(Beginning of DATA TO USE)

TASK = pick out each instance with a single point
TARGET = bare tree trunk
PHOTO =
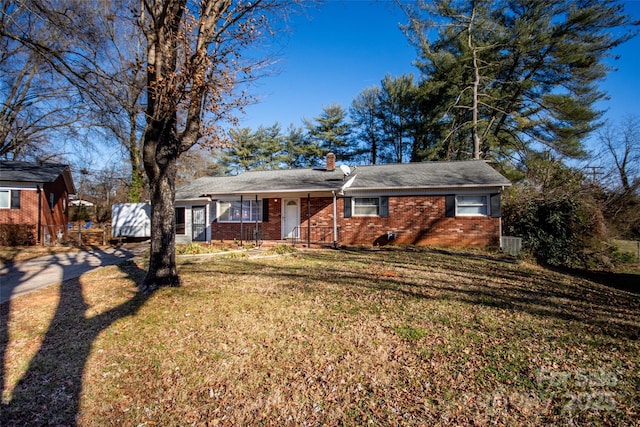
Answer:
(161, 166)
(476, 84)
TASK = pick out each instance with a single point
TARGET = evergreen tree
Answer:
(366, 121)
(268, 155)
(332, 133)
(240, 156)
(397, 114)
(298, 151)
(509, 76)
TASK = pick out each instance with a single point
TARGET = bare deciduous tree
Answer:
(198, 55)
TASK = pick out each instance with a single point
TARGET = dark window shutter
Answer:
(496, 211)
(384, 207)
(450, 209)
(15, 199)
(265, 210)
(347, 207)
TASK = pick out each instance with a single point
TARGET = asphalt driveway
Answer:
(25, 276)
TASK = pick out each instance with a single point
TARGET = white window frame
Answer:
(184, 219)
(254, 210)
(8, 199)
(461, 204)
(354, 206)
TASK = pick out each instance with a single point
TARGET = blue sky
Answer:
(344, 46)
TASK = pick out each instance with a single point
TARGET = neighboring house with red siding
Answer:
(35, 197)
(430, 203)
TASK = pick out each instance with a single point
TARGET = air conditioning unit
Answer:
(511, 245)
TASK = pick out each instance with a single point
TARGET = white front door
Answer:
(290, 218)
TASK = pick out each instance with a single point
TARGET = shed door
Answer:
(199, 224)
(290, 218)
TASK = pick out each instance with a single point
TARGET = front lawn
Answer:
(325, 337)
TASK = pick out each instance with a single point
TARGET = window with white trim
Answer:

(End of DATA TO USE)

**WHAT YOU ARE ASKED TO DO**
Retrieve every line above holding the word "door".

**TASK ANSWER**
TARGET = white front door
TARGET = shed door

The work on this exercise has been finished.